**Stated goal**
Render the data as a JSON list of strings, one string per line with blank lines left out. Start at the line containing "locate orange fur -- one point per instance" and continue through the last line of the data.

>> BEGIN Data extract

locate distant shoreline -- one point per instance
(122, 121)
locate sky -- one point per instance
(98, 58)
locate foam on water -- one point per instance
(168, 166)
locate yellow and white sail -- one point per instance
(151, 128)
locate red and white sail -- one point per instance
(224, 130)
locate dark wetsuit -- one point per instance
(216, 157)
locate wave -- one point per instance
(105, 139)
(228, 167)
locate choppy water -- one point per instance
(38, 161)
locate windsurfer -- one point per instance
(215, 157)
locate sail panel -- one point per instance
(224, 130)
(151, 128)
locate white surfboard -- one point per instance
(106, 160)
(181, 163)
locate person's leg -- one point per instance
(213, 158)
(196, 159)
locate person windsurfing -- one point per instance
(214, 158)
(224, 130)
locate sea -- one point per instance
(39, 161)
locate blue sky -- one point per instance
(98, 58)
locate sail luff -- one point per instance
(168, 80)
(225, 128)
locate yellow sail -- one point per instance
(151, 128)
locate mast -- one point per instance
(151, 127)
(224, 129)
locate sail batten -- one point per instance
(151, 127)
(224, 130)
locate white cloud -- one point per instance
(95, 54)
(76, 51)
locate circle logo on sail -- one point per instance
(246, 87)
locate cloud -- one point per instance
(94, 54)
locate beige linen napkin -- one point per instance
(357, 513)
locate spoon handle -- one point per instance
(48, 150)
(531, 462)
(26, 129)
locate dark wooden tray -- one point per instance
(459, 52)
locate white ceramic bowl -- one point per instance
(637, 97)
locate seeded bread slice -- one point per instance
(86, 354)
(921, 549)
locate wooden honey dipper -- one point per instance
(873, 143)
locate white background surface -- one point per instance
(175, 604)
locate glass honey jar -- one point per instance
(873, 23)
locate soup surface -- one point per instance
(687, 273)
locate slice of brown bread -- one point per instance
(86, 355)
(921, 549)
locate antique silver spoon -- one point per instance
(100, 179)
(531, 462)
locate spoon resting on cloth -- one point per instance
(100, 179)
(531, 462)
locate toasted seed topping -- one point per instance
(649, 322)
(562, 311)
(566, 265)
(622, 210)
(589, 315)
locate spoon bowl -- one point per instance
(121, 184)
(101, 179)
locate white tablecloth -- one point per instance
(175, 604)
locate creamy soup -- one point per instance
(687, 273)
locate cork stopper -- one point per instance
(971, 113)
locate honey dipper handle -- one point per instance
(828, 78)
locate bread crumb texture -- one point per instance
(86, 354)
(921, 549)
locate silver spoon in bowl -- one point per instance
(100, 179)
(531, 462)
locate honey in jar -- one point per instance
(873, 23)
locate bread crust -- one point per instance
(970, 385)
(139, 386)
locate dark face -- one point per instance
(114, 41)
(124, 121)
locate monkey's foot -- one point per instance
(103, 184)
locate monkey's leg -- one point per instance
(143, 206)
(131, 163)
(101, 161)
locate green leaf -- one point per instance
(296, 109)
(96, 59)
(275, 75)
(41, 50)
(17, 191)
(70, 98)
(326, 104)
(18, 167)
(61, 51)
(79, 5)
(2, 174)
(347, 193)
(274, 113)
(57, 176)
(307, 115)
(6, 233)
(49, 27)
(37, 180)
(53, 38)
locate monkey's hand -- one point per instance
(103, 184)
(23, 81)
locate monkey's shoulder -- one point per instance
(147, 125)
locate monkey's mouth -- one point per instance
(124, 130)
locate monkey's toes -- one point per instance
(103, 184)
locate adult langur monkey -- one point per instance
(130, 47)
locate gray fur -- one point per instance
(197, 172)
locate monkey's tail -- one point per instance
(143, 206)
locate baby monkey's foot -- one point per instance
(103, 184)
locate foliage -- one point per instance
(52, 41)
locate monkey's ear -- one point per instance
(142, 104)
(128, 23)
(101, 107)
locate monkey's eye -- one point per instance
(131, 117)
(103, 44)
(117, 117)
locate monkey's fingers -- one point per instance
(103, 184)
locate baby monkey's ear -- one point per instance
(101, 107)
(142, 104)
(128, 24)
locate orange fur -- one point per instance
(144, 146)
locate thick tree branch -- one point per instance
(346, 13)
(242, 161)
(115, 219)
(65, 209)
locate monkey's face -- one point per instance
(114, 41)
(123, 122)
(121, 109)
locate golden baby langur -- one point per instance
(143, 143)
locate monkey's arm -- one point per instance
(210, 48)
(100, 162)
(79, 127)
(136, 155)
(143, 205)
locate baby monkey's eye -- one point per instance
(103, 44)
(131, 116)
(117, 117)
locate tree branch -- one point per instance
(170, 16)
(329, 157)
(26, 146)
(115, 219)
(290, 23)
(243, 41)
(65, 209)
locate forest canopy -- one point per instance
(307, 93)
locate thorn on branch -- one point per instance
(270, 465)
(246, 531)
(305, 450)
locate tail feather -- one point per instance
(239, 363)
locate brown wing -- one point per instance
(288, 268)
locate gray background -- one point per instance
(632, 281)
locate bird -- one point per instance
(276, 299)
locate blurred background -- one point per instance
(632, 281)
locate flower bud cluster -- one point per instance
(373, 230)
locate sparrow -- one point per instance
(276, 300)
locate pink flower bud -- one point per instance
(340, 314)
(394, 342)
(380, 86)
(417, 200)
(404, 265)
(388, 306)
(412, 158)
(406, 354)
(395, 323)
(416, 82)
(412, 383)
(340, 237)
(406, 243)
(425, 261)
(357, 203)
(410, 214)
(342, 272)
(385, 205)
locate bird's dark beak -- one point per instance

>> END Data extract

**Full output**
[
  "locate orange fur -- one point per instance",
  "(144, 146)",
  "locate thick tree branch -- one point per instance",
  "(346, 13)",
  "(242, 161)",
  "(115, 219)",
  "(65, 209)",
  "locate monkey's face -- one point per instance",
  "(114, 41)",
  "(123, 122)",
  "(121, 109)",
  "locate golden baby langur -- one point per instance",
  "(143, 143)",
  "locate monkey's arm -- one point per instance",
  "(210, 48)",
  "(100, 162)",
  "(79, 127)",
  "(136, 155)",
  "(143, 205)",
  "locate baby monkey's eye -- one point per instance",
  "(103, 44)",
  "(131, 116)",
  "(117, 117)",
  "locate tree branch -- one point per instance",
  "(170, 16)",
  "(329, 157)",
  "(26, 146)",
  "(115, 219)",
  "(290, 23)",
  "(243, 41)",
  "(65, 209)",
  "locate forest canopy -- one point per instance",
  "(307, 93)",
  "locate thorn on branch -- one point per instance",
  "(270, 465)",
  "(246, 531)",
  "(305, 450)",
  "locate tail feather -- one point per instance",
  "(239, 363)",
  "locate brown wing -- one point per instance",
  "(288, 268)",
  "locate gray background -- one point per instance",
  "(632, 281)",
  "locate bird -- one point per instance",
  "(276, 299)",
  "locate blurred background -- one point per instance",
  "(632, 281)",
  "locate flower bud cluster -- one point per instance",
  "(373, 230)",
  "locate sparrow -- one point per instance",
  "(276, 300)",
  "locate pink flower bud -- one point per instance",
  "(340, 314)",
  "(394, 342)",
  "(380, 86)",
  "(417, 200)",
  "(404, 265)",
  "(388, 306)",
  "(412, 158)",
  "(406, 354)",
  "(395, 323)",
  "(416, 82)",
  "(412, 383)",
  "(340, 237)",
  "(406, 243)",
  "(425, 261)",
  "(357, 203)",
  "(410, 214)",
  "(342, 272)",
  "(385, 205)",
  "locate bird's dark beak -- one point per instance"
]